● **QUOTED TEXT**
· · · ·
Visser says the mandate does not specify whether the eCall modem functionality will be 2G- or 3G-based and says that the next generation 112-based eCall (NG112) project will look into how future communication technologies, such as 4G, can be enabled to assure proper communication to the PSAPs.
But the biggest issue with eCall may very well be that it has been surpassed by the technological revolution that is transforming the automobile. “I’m not against eCall, we should have had it a long time ago,” says Bonte. “But, by 2018, it will be largely irrelevant because of the ADAS active collision prevention systems. We’re talking about preventing accidents. But having eCall trying to do something after an accident has happened sounds a little bit out of touch.”
· · · ·
● **WORK INSTRUCTIONS**
1: In the eCall text, what does Bonte say will make eCall largely irrelevant by 2018?
2: Write a continuation of the eCall text, starting after its final sentence.
The lines that come next have no connection to the eCall text.

● **MATERIAL PROVIDED**
· · · ·
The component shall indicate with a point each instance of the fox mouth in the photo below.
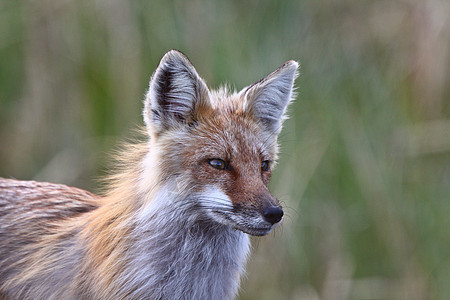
· · · ·
● **ANSWERS TO THE EXERCISES**
1: The ADAS active collision prevention systems.

2:
He argues that the active safety features of ADAS are far more effective in saving lives than a passive system such as eCall. “It will still be beneficial,” Bonte says. “But it will take 10 or 15 years before most of the cars on the road have eCall. But even then, when every car has eCall, the estimates say we will save about 2,000 lives a year on European roads, out of 30,000 fatalities. If you think about ADAS, it could potentially lead to a 90% reduction and, ultimately, possibly no fatalities. ADAS is a much more efficient technology in terms of safety. So maybe the EU should mandate ADAS instead of eCall.”
Interestingly, while large commercial vehicles such as trucks and buses are not included in the eCall regulation, the European Commission has mandated that as of 1 November certain ADAS systems, notably automatic emergency braking (AEB) and lane departure warning (LDW), must now be fitted on most new large commercial vehicles.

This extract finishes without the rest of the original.